#### Passage for review:
Part 4, Chapter 44 Summary

“Alas, how shall this bloody deed be answer’d?” —Shakespeare

This quotation from Shakespeare’s Hamlet, Nick’s favorite play and a quotation from a section he quoted to Valerie on one of their early dates, opens Part 4. Spoken by Claudius after Hamlet kills Polonius, the question asks: what recourse should this bloody deed be met with: Revenge? Punishment? Honor? Atonement? Is there an answer? Part 4 offers Valerie’s answer, not just to her crime or to Nick’s crime, but to all the crimes that led up to Garvin’s school shooting.

At school, in Mrs. Tate’s office, Valerie accepts information about colleges for a deferral, once she feels ready to return to school. Across from a beaming Mrs. Tate, she explains, “Now that I knew who I wasn’t, I was determined to remember who I was. Who I would become” (390).

In contrast to last year, May 2009 is hot. Valerie notes feeling heat on her and sticking to her, instead of the icy chill running past and through her this time last year, on the day of the shooting. Her entire family attends graduation, as do Dr. Hieler and his wife, Bea, and Briley. Valerie takes refuge in knowing, “Beneath the struggle there would always be that basic love, that safe place to come home to” (394). Watching Mr. Angerson start the ceremony, Valerie reflects on the difficultly of addressing the graduating class, given how deeply some changed after the shooting.

After Angerson, Jessica addresses the crowd first, recounting the events of May 2, 2008, as other students reveal the memorial bench and the time capsule. As Valerie walks to the stage to present her speech and faces the crowd, she takes everything in, showing great growth and selflessness, seeing “everyone, a shifting sea of discomfort and sadness, each person carrying his own pain, each telling her own stories, no story more or less tragic or triumphant than any other” (398). With Jessica’s support, Valerie talks about how people hate. She argues, “I don’t know if it’s possible to take hate away from people. Not even people like us, who’ve seen firsthand what hate can do.” Valerie continues, “You can change a reality of hate by opening up to a friend. By saving an enemy” (399).

The girls proceed to honor each victim by placing a cherished item from each person’s life into the capsule: for Abby, a lock of her horse's mane; a softball for Christy; Jeffrey’s newborn brother’s hospital bracelet; and a quarter, for the coins Mr. Kline tossed to students for correct answers. After adding each of the victim’s items, Valerie leaves, sitting back down, but Jessica remains to add two more effects Valerie does not know about: Jessica adds Nick’s copy of Hamlet to the capsule and then adds Valerie’s book of drawings—Valerie refers to the two items as “my reality and Nick’s escape” (403). The tribute moves the audience to standing applause. 

Part 4, Chapter 44 Analysis

When she accepts the college information from Mrs. Tate, for the first time, Valerie sees possibilities opening up for herself. As she looks through the college books, she notes that “they felt heavy in my palms” because “for once the future seemed heavier than the past” (390). At last, she can leave the mistakes of her parents, Nick, and her choices in the past, shake off the shadows weighing her down, and make her future a destiny of her own creation.

As she graduates, Valerie reflects on the suitcase at home on her bed, mostly packed for her cross-country trip; instead of going to college, Valerie plans to travel to destinations unknown with her clothes, some calling cards, a picture of Nick, and some college information books. Once heavy, weighed down by carrying all the hate contained in a spiralbound notebook, Valerie finally lightens her burden and lets go of that hate. Valerie finishes packing, taking one last look at her wallpaper before her great escape. She notes that the horses are “as they’d always been, of course—completely motionless” (405).

#### Extracted data:
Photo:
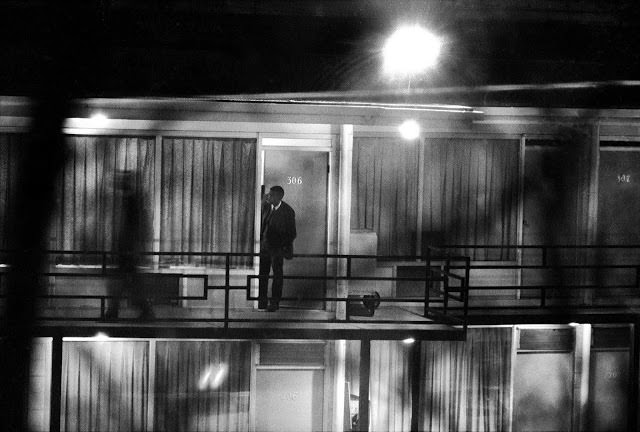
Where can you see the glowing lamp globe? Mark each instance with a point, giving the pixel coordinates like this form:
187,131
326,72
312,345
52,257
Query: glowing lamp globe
410,50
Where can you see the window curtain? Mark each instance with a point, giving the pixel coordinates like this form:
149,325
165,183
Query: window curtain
384,192
11,150
208,197
471,195
202,386
390,386
88,198
465,386
105,386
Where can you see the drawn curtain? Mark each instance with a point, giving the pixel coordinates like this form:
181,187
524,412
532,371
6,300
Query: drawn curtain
88,199
471,195
208,197
11,150
390,386
105,386
465,386
384,192
202,386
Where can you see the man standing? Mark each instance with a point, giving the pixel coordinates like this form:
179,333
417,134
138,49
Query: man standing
276,242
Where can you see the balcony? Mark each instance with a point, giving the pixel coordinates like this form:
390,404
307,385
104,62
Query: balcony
433,296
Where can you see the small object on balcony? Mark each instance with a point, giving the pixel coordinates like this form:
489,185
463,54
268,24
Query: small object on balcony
365,305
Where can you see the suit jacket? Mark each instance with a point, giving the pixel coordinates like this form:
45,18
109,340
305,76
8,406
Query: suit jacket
282,226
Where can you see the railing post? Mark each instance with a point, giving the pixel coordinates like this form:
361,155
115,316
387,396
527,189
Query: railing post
347,316
445,283
467,277
427,281
104,263
226,289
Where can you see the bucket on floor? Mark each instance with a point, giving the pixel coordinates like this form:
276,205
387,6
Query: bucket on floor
363,305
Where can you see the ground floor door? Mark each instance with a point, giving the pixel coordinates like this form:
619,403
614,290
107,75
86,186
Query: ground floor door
303,175
289,400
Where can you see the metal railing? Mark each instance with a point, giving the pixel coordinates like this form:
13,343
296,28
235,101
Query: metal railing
583,263
432,310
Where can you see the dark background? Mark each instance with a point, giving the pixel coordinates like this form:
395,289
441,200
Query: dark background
197,47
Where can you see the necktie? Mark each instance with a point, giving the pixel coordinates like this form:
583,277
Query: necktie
267,220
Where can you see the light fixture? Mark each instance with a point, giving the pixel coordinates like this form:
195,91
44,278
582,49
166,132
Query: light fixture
409,130
410,50
101,337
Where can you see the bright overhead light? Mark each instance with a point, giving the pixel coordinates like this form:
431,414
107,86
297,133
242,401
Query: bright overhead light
410,50
409,130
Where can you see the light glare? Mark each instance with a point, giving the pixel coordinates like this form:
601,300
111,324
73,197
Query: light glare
99,120
101,337
410,50
409,130
212,377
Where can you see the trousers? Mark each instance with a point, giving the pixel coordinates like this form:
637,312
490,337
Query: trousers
270,259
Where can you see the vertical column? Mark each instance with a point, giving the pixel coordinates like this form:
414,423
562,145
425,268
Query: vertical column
157,199
363,398
520,226
634,388
151,400
581,381
344,212
415,385
592,256
341,398
56,384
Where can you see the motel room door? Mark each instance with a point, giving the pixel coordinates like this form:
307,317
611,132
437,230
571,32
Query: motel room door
303,174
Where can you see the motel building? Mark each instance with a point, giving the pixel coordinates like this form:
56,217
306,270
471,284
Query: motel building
466,259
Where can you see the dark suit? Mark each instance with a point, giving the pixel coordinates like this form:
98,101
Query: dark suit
276,242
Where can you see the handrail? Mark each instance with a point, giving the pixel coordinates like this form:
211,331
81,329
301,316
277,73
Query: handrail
107,270
457,270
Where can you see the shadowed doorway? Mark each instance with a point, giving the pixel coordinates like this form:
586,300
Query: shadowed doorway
303,174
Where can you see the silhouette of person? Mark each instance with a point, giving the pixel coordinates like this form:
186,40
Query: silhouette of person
278,231
133,231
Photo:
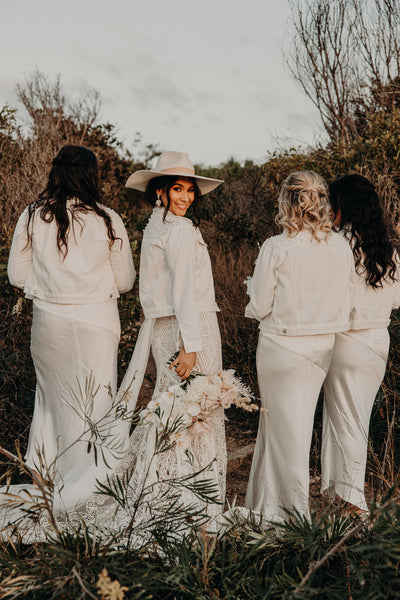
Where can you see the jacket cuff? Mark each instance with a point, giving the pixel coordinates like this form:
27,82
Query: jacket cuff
194,346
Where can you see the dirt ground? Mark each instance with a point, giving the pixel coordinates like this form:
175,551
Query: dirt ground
240,440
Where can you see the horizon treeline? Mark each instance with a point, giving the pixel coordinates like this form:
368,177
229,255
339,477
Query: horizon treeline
358,95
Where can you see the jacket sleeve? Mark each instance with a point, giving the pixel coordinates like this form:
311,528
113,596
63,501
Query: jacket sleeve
121,257
20,259
261,287
180,255
396,283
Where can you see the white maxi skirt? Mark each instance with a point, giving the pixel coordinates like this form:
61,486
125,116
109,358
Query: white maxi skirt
69,345
291,371
355,375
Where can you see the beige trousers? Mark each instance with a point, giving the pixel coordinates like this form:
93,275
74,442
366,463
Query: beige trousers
291,371
355,375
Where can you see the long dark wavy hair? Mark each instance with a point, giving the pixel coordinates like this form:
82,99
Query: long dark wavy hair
166,182
365,227
74,174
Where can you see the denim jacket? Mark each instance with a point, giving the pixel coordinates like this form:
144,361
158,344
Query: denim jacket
175,275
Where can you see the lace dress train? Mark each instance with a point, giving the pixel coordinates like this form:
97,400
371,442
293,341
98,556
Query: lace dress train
142,469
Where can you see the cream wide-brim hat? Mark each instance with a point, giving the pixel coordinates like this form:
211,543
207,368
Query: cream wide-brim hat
176,164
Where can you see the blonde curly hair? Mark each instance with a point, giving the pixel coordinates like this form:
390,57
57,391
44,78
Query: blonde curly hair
303,204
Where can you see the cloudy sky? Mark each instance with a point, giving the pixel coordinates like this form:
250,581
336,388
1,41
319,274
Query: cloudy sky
203,76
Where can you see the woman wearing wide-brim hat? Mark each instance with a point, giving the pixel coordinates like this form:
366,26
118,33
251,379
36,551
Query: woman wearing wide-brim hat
177,296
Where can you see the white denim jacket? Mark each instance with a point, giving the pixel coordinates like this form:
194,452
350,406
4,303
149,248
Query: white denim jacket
175,275
301,286
92,271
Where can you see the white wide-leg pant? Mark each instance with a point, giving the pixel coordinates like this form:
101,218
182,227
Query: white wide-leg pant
291,371
355,375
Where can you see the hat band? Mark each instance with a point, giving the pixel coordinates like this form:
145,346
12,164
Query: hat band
173,170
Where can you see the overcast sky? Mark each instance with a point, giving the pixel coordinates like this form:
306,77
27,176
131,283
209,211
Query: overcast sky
203,76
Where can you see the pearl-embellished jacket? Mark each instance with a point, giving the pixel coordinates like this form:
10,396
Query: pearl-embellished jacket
301,286
92,271
175,275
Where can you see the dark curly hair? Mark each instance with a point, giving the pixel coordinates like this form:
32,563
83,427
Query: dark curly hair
74,174
364,225
166,182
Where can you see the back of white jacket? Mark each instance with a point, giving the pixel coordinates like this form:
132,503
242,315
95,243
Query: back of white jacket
301,286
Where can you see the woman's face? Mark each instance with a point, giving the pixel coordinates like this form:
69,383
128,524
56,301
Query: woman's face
181,196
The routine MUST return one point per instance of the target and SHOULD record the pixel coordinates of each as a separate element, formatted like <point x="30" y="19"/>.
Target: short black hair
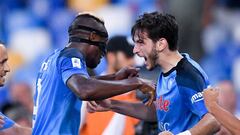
<point x="88" y="20"/>
<point x="158" y="25"/>
<point x="120" y="44"/>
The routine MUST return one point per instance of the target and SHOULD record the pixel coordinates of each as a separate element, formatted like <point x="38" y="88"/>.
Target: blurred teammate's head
<point x="119" y="53"/>
<point x="88" y="32"/>
<point x="154" y="33"/>
<point x="4" y="68"/>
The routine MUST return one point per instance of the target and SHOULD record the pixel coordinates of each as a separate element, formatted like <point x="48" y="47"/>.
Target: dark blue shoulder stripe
<point x="188" y="76"/>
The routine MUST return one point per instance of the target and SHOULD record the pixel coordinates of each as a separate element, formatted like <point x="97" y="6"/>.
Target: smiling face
<point x="146" y="48"/>
<point x="95" y="54"/>
<point x="4" y="68"/>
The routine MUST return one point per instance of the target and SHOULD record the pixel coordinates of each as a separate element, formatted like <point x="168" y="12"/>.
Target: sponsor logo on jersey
<point x="162" y="104"/>
<point x="197" y="97"/>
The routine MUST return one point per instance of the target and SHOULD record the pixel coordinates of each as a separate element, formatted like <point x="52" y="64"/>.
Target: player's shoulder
<point x="189" y="76"/>
<point x="70" y="53"/>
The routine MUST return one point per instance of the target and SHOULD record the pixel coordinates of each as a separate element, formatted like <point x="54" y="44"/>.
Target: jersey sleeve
<point x="191" y="91"/>
<point x="8" y="122"/>
<point x="71" y="62"/>
<point x="71" y="66"/>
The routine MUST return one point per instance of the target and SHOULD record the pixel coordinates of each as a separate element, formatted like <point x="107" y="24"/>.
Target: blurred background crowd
<point x="30" y="29"/>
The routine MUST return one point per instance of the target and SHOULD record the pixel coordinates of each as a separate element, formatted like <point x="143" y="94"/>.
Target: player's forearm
<point x="94" y="89"/>
<point x="225" y="118"/>
<point x="208" y="125"/>
<point x="24" y="130"/>
<point x="136" y="110"/>
<point x="106" y="77"/>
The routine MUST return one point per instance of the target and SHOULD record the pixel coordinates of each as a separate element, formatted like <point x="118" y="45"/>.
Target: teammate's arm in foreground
<point x="96" y="89"/>
<point x="136" y="110"/>
<point x="224" y="117"/>
<point x="8" y="127"/>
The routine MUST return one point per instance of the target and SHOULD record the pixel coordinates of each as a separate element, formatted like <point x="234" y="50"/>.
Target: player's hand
<point x="98" y="106"/>
<point x="126" y="72"/>
<point x="210" y="97"/>
<point x="148" y="87"/>
<point x="165" y="133"/>
<point x="1" y="121"/>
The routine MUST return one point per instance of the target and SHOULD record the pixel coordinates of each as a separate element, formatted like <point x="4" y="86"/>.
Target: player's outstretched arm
<point x="95" y="89"/>
<point x="224" y="117"/>
<point x="124" y="73"/>
<point x="208" y="125"/>
<point x="136" y="110"/>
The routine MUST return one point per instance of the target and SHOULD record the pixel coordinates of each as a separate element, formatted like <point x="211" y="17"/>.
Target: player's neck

#### Set of tasks:
**1.** In the chapter summary, give the passage from "In contrast to" up to and including "after the shooting." again, replacing "graduation" with "commencement".
**2.** According to the chapter summary, what two items does Jessica add to the time capsule without Valerie knowing?
**3.** List the things the chapter summary says Valerie plans to travel with.
Work only from the chapter summary; the data plays no part.

#### Results for the exercise:
**1.**
In contrast to last year, May 2009 is hot. Valerie notes feeling heat on her and sticking to her, instead of the icy chill running past and through her this time last year, on the day of the shooting. Her entire family attends commencement, as do Dr. Hieler and his wife, Bea, and Briley. Valerie takes refuge in knowing, “Beneath the struggle there would always be that basic love, that safe place to come home to” (394). Watching Mr. Angerson start the ceremony, Valerie reflects on the difficultly of addressing the graduating class, given how deeply some changed after the shooting.

**2.** Nick's copy of Hamlet and Valerie's book of drawings.

**3.**
- her clothes
- some calling cards
- a picture of Nick
- some college information books